*Exercise aim*
Consider the material that follows. How many of its lines contain "whitewashed"? Reply with the number alone.

*Records supplied*
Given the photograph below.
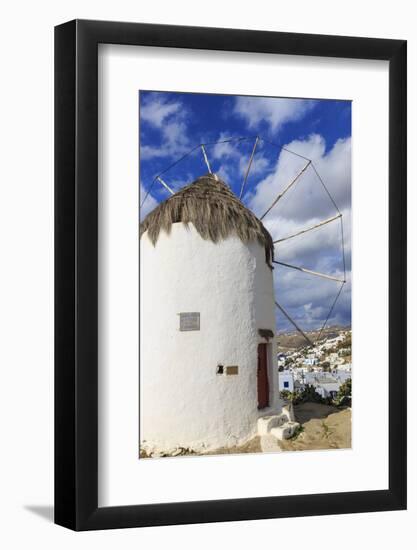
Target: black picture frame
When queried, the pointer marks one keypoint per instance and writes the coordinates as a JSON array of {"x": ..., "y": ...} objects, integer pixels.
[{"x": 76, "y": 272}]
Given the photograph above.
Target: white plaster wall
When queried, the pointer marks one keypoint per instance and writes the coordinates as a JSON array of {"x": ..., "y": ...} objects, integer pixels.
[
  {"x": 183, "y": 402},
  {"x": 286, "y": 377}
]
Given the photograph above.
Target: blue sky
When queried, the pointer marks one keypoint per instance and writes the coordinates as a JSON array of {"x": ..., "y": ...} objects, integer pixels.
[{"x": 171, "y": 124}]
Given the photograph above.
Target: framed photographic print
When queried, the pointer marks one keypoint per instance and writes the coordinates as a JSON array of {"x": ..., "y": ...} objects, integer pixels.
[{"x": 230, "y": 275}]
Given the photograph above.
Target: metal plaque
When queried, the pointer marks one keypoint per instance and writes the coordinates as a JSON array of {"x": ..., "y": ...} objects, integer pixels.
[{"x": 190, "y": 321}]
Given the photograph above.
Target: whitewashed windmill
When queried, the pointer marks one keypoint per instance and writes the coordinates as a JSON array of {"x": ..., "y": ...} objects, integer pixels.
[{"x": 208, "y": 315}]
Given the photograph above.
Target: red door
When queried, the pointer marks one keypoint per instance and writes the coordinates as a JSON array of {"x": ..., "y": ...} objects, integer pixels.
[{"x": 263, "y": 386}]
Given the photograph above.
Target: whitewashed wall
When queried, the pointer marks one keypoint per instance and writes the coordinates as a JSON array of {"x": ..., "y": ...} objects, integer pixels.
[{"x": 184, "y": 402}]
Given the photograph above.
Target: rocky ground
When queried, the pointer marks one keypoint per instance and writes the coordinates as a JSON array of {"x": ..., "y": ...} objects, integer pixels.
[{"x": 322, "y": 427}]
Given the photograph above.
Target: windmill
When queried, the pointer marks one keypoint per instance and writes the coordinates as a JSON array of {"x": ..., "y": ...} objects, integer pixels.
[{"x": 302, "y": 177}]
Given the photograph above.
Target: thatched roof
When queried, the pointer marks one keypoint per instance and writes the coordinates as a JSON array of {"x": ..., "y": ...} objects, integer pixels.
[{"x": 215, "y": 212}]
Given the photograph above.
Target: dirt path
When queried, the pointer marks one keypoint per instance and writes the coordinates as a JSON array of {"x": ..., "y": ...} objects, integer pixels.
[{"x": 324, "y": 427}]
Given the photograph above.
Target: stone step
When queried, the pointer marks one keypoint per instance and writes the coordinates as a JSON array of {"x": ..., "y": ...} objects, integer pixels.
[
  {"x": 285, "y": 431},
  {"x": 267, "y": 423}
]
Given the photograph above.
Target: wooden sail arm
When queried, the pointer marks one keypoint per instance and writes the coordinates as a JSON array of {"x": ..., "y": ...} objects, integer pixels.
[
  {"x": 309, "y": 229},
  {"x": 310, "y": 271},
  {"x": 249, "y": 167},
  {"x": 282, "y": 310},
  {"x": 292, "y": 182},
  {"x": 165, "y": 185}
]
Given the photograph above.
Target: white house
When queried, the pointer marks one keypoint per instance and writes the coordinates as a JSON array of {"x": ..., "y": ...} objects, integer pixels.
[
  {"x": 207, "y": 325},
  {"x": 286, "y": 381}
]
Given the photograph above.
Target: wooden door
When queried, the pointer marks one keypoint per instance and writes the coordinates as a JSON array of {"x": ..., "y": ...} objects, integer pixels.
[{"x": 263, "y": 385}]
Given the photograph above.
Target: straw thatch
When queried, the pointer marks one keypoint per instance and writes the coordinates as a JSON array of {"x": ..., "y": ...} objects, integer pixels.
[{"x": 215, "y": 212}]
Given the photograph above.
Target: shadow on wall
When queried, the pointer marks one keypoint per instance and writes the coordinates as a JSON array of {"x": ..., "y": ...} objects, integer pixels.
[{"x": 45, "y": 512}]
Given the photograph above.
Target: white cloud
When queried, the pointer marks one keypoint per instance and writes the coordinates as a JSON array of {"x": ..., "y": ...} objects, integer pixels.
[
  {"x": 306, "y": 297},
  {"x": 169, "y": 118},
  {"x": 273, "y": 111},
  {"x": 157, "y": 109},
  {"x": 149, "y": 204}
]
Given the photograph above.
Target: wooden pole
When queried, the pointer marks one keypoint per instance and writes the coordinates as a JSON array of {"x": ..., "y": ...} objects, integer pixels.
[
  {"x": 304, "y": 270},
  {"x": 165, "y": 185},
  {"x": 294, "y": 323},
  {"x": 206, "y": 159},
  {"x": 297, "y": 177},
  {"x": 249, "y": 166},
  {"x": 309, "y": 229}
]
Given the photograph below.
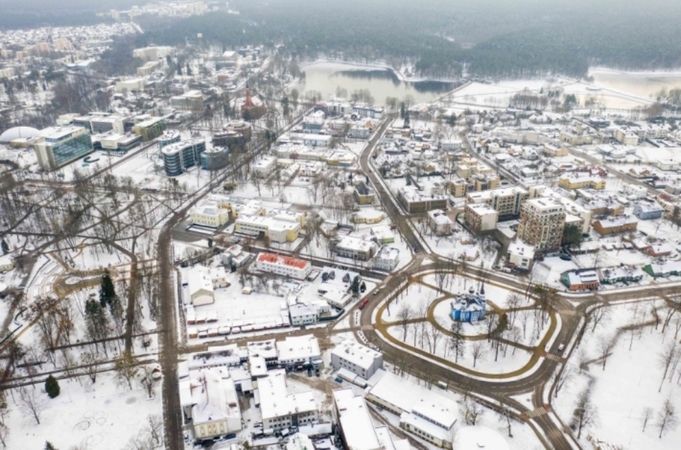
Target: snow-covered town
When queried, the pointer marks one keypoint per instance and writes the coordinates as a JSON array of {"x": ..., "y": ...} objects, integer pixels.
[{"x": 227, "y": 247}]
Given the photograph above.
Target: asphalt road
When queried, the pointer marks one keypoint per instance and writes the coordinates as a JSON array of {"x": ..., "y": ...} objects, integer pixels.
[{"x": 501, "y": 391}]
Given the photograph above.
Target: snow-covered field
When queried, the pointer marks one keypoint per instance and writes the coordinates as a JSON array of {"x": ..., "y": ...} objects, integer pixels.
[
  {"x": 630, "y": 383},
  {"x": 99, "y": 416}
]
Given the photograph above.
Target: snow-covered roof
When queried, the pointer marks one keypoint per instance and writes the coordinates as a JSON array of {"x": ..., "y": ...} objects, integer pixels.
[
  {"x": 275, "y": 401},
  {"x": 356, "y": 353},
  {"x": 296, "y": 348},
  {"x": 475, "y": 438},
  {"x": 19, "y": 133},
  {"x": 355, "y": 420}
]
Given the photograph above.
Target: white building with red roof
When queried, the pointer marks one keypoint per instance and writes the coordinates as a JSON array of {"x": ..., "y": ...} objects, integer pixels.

*Answer box*
2